Приведённый отрывок:
________________
Борис Николаевич (фамилию забыла) читал лекции по истории искусств, мы слушала, разинув рты. Он имел артистический талант. Преподаваль Шугрин вел рисунок, Перуцкий - живописец еще той старой классической школы - преподавал живописец, Глузкин Александр Михайлович - композицию. Там же работал художник Васин, он также преподавал в училище памяти 1905 года.
          Когда городское училище соединили с училищем памяти 1905 года, она осталась директором Московской городской художественной школы, которая больше известна, как «школа на Кропоткинской». Там же завучем работал Рожков Владимир Акимович. Он был очень хороший мягкий человек. Когда мы приехали с Колымы, то полгода ходили в эту школу заниматься - готовились к поступлению. Были мы бездомные, жили, где придется, и хотя занятия были платные, никому и в голову не пришло потребовать с нас оплаты.
        Когда наше училище присоединили к училищу памяти 1905 года, мне там не очень понравилось. На Чудовке все преподаватели были добрее. Рожков преподавал в студии при клубе Русакова, половина художников города училась у него. Он был добрейшей души человек: хотите рисовать? Проходите ребята… (а ведь школа была платная).

В Училище ухаживал за мной Петя Братцев. Вот и здесь на коллективной фотографии он ухитрился встать около меня. И когда писали постановки, всегда оказывался рядом. Ребята из группы это замечали и посмеивались. Акишин Женя - москвич, настоящий художник, с этюдником, с аккуратной причёсочкой. Канев - карикатурист. Константин Гаврилович приглашал его в МОСХ делать карикатуры на художников для праздничных стенгазет. Он сделал большую карикатуру «Явление Шитова народу». При этом был скромный, немного неврастеничный, заикался. Соловых - жил по Белорусской дороге и дружил с Орловским (вместе ездили). Верочка Грайворонская - отец-моряк в высоком звании, жили на Кутузовском проспекте, ее мама ко мне хорошо относилась и всегда тепло принимала у себя в гостях. Даже иногда ночевала у Веры. Якшин - высокий, уже взрослый, всегда краснел. Орловский Виталий - заслуженный художник. Отца арестовали, жил он с сестрой и матерью на Садовом, денег в доме не было, даже в тюрьме успел посидеть. Костя Васильев был с Волги. Его игнорировали первое время. Гена Епишин - потом поступил во ВГИК, учился у Пименова, делал потрясающие раскадровки. Борис Рытман - дальтоник. Был такой случай: Меня попросили позировать в длинном зале, там еще сцена была. И Боря Рытман спрашивает: «Лена, а какого цвета у тебя глаза?». Я отвечаю: «Голубого». Хотя на самом деле карие. Он так и нарисовал. Цвета не различал, как сказали, так и сделал. А в перерыве ребята увидели, и давай хохотать. А Гена Епишин так смеялся, что в белых брюках сел в палитру. Еще Гена ходил в корсете. Боря Рытман ездил на фестиваль в Сидней, был очень деловой (продал жилищный кооператив и купил две квартиры - трехкомнатную и по соседству однокомнатную), но рано умер (в 1970-е). Остались две дочери, одна из которых окончила ВГИК. Клара - стала художников по обоям, как и ее отец. Верочка Грайворонская была замужем за Страховым. Страхов был из очень интеллигентной семьи: мать - поэтесса, дед - музыкант. Олег Комов рано умер. Гольцов - жил недалеко, вместе работали. Был очень спокойный, малословный, по-деревенски правильный, хороший живописец. А жена - наоборот, очень боевая, из секции ДПИ. Галя Тарасова с педагогического отделения несколькими курсами старше, так себя держала и выглядела. Что я первое время думала, что она преподаватель. С ней вместе довелось работать в комбинате. Она умерла моментально - стала сидеть на диетах.
________________
Материал для обработки:
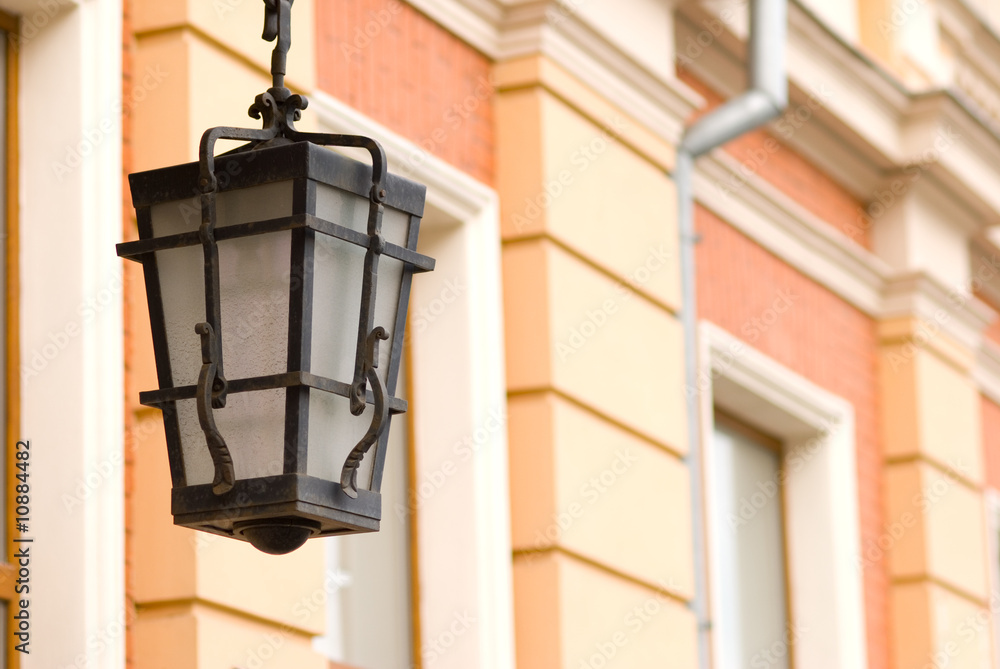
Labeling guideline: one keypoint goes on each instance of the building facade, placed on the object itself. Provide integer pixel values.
(547, 502)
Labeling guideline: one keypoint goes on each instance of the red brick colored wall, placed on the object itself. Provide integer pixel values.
(820, 337)
(387, 60)
(765, 156)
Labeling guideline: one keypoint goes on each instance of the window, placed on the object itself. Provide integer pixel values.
(748, 549)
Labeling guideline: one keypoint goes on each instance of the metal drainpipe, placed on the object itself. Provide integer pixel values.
(765, 100)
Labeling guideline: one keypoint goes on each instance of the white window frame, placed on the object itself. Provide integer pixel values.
(458, 391)
(825, 579)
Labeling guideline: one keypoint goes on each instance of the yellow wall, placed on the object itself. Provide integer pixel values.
(600, 499)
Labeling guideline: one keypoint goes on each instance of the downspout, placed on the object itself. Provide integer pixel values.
(766, 99)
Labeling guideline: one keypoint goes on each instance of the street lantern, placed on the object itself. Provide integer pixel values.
(291, 264)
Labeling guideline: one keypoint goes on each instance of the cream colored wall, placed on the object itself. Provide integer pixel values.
(204, 601)
(601, 517)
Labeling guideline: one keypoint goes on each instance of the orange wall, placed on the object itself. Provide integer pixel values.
(991, 442)
(389, 61)
(820, 337)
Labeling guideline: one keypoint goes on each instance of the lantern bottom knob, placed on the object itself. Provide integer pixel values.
(276, 536)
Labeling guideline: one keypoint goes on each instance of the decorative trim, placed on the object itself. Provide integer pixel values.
(772, 219)
(817, 429)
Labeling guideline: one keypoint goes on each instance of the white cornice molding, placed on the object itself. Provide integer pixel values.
(503, 30)
(781, 225)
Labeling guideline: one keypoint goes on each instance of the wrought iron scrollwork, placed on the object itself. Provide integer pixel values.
(349, 475)
(210, 397)
(278, 109)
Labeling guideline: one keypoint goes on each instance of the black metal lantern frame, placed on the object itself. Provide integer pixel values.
(278, 512)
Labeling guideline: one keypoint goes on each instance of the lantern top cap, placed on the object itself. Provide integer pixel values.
(299, 160)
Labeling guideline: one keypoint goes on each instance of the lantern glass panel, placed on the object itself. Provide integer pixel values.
(254, 293)
(339, 272)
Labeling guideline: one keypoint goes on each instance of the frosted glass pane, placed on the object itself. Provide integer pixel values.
(254, 286)
(333, 432)
(338, 279)
(253, 425)
(748, 542)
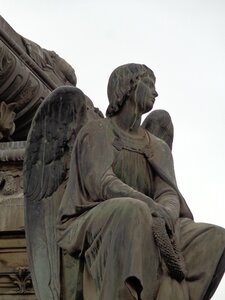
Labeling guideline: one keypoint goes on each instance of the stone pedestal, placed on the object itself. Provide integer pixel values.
(15, 279)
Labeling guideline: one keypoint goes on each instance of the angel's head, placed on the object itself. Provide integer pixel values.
(124, 81)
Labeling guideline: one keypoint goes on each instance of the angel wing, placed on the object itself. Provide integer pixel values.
(50, 140)
(159, 123)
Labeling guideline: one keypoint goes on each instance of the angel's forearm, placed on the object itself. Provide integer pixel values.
(113, 187)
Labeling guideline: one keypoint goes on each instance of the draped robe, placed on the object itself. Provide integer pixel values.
(105, 219)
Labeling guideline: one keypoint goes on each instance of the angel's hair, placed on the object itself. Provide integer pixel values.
(122, 82)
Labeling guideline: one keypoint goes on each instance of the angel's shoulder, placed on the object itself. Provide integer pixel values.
(95, 127)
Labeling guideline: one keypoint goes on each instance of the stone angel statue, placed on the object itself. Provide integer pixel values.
(105, 219)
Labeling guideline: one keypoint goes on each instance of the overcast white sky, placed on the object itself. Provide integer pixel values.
(182, 41)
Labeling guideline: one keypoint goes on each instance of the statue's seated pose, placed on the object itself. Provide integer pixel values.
(121, 215)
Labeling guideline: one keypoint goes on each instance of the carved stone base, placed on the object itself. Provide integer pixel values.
(15, 279)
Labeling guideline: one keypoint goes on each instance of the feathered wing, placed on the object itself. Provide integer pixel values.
(50, 140)
(159, 123)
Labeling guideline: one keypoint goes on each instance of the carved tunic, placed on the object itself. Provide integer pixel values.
(104, 220)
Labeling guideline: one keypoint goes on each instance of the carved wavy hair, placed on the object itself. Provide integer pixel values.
(122, 82)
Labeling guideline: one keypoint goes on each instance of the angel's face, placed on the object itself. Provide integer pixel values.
(145, 94)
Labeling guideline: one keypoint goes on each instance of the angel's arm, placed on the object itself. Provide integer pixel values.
(99, 180)
(166, 196)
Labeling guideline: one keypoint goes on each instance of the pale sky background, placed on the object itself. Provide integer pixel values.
(183, 42)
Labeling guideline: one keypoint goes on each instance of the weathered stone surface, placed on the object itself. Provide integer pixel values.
(28, 74)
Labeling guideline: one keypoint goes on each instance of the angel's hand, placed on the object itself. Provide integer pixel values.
(162, 212)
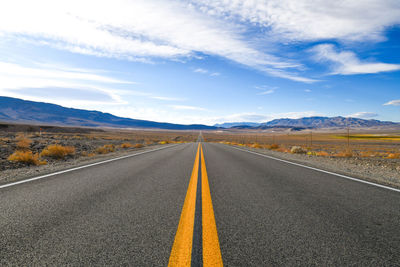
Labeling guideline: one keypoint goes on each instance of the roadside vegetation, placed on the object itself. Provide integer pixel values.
(32, 146)
(316, 144)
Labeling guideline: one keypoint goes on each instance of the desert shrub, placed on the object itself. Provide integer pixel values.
(24, 144)
(366, 154)
(87, 154)
(297, 150)
(273, 146)
(126, 145)
(26, 157)
(322, 153)
(57, 151)
(256, 145)
(394, 156)
(105, 149)
(345, 154)
(163, 142)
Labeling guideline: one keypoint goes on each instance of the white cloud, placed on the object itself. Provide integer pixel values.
(136, 30)
(183, 107)
(266, 90)
(16, 79)
(200, 70)
(393, 103)
(347, 63)
(363, 115)
(311, 19)
(204, 71)
(167, 98)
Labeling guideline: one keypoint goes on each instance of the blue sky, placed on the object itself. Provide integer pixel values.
(207, 61)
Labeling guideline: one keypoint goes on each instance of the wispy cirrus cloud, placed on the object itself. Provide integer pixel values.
(137, 30)
(393, 103)
(363, 115)
(347, 63)
(167, 98)
(204, 71)
(265, 89)
(185, 107)
(309, 20)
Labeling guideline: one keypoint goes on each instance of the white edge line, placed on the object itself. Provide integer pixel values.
(82, 167)
(316, 169)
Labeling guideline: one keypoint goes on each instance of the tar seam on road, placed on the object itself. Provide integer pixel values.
(81, 167)
(181, 252)
(320, 170)
(196, 241)
(197, 247)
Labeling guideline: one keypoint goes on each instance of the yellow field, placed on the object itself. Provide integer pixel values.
(319, 144)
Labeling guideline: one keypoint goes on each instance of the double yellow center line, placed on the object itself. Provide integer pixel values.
(197, 231)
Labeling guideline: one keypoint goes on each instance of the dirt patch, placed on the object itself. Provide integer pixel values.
(380, 170)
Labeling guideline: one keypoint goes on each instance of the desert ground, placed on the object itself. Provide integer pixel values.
(367, 154)
(28, 150)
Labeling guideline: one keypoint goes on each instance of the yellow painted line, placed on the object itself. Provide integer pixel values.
(211, 249)
(181, 253)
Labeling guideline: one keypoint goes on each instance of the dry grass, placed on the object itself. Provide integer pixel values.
(324, 144)
(126, 145)
(273, 146)
(394, 156)
(105, 149)
(344, 154)
(322, 153)
(26, 157)
(163, 142)
(24, 144)
(57, 151)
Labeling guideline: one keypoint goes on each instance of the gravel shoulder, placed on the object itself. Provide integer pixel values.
(382, 171)
(17, 174)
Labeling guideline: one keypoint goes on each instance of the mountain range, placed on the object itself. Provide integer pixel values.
(22, 111)
(313, 122)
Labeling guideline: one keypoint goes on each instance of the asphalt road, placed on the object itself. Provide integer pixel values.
(267, 213)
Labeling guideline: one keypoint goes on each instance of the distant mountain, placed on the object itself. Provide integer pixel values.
(236, 124)
(327, 122)
(22, 111)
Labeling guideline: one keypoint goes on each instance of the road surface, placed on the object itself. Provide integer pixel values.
(203, 205)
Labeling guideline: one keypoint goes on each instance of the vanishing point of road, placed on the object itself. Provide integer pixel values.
(198, 204)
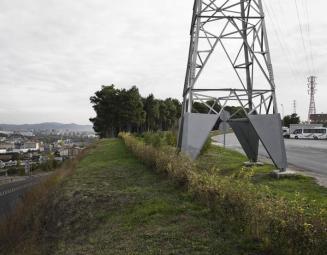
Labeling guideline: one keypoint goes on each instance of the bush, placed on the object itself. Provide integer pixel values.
(281, 226)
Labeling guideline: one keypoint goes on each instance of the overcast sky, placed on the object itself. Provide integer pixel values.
(54, 54)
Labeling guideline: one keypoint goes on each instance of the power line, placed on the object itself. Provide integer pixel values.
(280, 39)
(302, 36)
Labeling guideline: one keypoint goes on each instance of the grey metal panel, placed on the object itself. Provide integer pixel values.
(196, 129)
(269, 130)
(247, 137)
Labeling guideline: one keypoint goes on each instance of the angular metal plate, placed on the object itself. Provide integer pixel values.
(247, 137)
(196, 129)
(269, 130)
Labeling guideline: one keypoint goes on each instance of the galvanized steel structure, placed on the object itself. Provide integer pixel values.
(214, 24)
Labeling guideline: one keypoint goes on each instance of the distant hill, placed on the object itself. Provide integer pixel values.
(47, 126)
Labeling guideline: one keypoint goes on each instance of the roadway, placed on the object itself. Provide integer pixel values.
(11, 193)
(307, 156)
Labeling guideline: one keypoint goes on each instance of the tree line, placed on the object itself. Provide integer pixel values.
(126, 110)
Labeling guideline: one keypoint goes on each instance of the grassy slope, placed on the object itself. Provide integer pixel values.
(229, 161)
(114, 205)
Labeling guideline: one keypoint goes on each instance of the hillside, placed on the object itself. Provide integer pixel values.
(47, 126)
(113, 204)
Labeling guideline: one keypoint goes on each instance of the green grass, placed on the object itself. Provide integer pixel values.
(113, 204)
(231, 162)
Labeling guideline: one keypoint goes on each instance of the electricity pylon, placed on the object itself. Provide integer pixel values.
(312, 84)
(216, 23)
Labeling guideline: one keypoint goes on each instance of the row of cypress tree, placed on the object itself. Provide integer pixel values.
(126, 110)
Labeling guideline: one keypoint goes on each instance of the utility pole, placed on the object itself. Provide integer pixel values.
(294, 106)
(312, 84)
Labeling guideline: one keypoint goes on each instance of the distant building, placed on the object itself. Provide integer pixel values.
(318, 118)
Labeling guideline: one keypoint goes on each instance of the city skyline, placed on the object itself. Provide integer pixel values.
(56, 54)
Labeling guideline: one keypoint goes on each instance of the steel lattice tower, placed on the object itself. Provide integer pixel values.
(312, 91)
(215, 24)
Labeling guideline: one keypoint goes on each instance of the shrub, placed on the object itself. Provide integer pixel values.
(281, 226)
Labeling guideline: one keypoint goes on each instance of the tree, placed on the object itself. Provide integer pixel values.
(291, 119)
(151, 107)
(105, 106)
(117, 110)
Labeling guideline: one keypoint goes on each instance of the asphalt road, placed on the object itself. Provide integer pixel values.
(308, 156)
(11, 193)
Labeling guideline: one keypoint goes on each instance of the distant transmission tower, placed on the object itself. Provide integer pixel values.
(294, 106)
(238, 29)
(312, 91)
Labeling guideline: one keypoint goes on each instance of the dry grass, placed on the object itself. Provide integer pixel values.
(281, 226)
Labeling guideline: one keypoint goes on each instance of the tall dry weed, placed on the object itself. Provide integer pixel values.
(281, 225)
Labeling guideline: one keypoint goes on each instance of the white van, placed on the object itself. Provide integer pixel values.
(286, 132)
(309, 133)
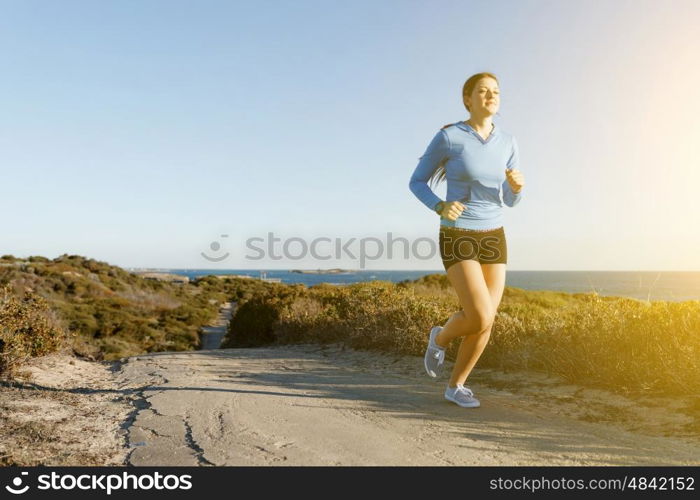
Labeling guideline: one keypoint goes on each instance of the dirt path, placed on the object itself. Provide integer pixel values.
(321, 405)
(315, 405)
(212, 335)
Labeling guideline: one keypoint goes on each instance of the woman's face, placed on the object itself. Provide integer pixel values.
(485, 98)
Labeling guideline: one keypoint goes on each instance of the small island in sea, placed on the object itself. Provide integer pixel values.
(321, 271)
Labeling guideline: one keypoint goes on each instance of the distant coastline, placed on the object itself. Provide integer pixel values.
(321, 271)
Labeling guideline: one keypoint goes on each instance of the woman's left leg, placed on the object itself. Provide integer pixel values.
(472, 346)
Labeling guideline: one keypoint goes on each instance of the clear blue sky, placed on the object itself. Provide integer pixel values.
(138, 132)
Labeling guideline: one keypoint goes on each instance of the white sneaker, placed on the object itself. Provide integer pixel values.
(463, 396)
(434, 358)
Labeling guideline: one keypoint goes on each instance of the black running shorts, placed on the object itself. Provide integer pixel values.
(487, 247)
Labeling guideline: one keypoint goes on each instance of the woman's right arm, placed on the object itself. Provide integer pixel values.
(436, 152)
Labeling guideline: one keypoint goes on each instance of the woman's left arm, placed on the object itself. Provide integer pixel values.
(513, 185)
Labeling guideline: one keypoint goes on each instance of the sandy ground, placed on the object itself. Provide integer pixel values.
(323, 405)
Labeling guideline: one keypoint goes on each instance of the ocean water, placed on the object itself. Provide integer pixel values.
(645, 285)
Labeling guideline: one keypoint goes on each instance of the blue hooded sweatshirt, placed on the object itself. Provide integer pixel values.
(475, 174)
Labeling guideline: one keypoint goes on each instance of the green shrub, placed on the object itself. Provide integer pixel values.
(27, 329)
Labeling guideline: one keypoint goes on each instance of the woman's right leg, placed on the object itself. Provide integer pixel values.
(475, 318)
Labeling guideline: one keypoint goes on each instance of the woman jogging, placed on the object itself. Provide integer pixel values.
(480, 162)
________________
Задания:
**A)** Перепишите фрагмент воспоминаний, начиная со слов «Борис Николаевич (фамилию» и заканчивая словами «памяти 1905 года.», заменив «лекции» на «занятия».
**B)** Сосчитайте строки списка, в которых есть строка «overcast», с учетом регистра, и дайте в ответ только число.
Воспоминания и список — два отдельных, не связанных между собой материала.

Ответы по заданиям:
**A)**
Борис Николаевич (фамилию забыла) читал занятия по истории искусств, мы слушала, разинув рты. Он имел артистический талант. Преподаваль Шугрин вел рисунок, Перуцкий - живописец еще той старой классической школы - преподавал живописец, Глузкин Александр Михайлович - композицию. Там же работал художник Васин, он также преподавал в училище памяти 1905 года.

**B)** 2